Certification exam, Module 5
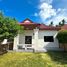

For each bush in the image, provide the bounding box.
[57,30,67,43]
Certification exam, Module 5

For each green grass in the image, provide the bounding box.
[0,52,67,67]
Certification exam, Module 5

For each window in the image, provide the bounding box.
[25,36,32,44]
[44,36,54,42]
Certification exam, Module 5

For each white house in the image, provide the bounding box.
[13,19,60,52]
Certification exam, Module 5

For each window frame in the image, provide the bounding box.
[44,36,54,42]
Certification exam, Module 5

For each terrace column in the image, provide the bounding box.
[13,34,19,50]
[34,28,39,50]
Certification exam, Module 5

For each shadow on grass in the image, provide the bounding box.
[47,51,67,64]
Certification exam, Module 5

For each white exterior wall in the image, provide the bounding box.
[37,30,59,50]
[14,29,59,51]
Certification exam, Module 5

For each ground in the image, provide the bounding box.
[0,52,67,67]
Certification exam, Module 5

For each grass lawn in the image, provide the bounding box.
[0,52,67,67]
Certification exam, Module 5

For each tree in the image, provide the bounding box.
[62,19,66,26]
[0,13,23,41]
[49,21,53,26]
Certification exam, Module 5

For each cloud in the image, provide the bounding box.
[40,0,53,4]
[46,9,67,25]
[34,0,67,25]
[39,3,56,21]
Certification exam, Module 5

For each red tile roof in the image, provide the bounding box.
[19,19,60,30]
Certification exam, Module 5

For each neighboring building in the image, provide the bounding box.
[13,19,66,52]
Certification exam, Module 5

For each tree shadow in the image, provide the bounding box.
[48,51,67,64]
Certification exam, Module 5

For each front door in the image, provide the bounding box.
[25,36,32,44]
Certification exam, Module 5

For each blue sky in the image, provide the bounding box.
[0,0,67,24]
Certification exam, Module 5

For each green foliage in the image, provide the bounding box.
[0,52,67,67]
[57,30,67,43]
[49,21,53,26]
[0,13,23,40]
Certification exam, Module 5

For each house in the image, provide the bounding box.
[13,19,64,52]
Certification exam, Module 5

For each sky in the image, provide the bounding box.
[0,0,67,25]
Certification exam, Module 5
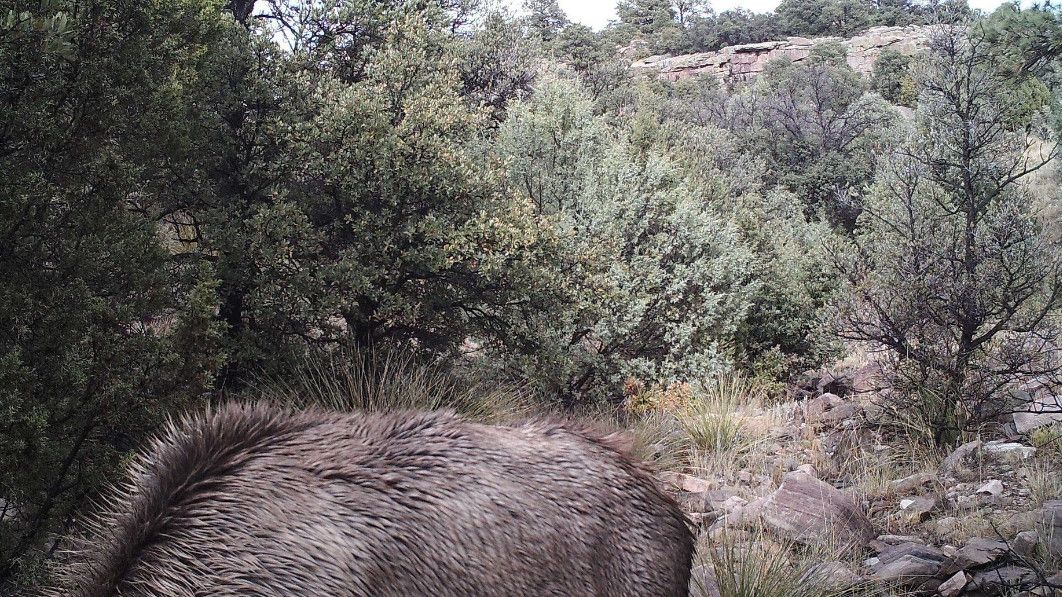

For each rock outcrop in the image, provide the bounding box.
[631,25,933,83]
===
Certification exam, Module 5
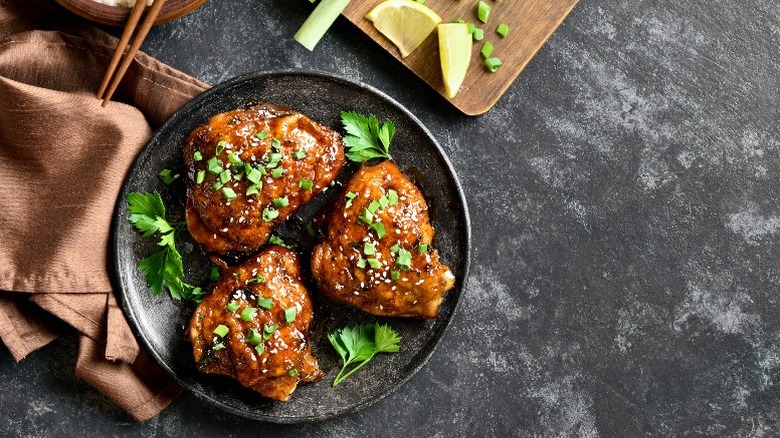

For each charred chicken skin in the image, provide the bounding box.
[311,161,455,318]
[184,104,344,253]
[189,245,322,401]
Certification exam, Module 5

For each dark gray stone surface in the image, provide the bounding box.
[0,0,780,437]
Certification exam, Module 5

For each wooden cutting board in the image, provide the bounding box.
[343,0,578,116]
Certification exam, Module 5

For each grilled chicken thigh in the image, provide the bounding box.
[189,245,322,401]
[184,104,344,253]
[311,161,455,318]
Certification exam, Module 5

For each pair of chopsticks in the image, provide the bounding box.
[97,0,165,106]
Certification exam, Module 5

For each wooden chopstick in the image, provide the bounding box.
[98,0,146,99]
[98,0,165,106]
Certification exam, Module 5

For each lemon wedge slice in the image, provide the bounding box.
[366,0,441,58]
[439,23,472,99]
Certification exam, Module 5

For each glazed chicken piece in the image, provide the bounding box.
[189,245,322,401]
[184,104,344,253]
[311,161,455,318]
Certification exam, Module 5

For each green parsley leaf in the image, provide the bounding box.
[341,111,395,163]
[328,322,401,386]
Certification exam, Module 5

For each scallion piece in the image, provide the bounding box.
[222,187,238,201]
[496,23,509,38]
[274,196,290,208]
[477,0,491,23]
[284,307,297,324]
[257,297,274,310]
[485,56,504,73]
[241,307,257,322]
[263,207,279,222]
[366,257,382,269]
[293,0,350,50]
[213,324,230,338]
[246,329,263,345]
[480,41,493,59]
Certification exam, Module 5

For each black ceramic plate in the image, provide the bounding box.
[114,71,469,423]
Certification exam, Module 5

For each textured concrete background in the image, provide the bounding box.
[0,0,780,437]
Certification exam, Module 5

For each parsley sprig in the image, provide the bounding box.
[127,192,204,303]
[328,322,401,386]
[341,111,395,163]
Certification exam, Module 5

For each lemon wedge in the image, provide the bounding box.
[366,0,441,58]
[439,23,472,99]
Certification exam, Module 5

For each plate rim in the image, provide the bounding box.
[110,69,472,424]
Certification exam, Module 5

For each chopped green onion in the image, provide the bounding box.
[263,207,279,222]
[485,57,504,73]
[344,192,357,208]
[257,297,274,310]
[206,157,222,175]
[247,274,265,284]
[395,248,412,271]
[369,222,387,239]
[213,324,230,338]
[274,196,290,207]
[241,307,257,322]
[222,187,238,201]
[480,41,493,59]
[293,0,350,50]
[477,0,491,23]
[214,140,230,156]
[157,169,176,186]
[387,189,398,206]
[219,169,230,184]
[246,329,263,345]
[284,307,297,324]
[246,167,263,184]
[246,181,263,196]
===
### WHAT TO WORK ON:
Return each line from the items above that contains the word "tree".

### ANSWER TO THE EXERCISE:
For each tree in the image, provide the bounding box.
For each tree shadow in the image, provide the bounding box.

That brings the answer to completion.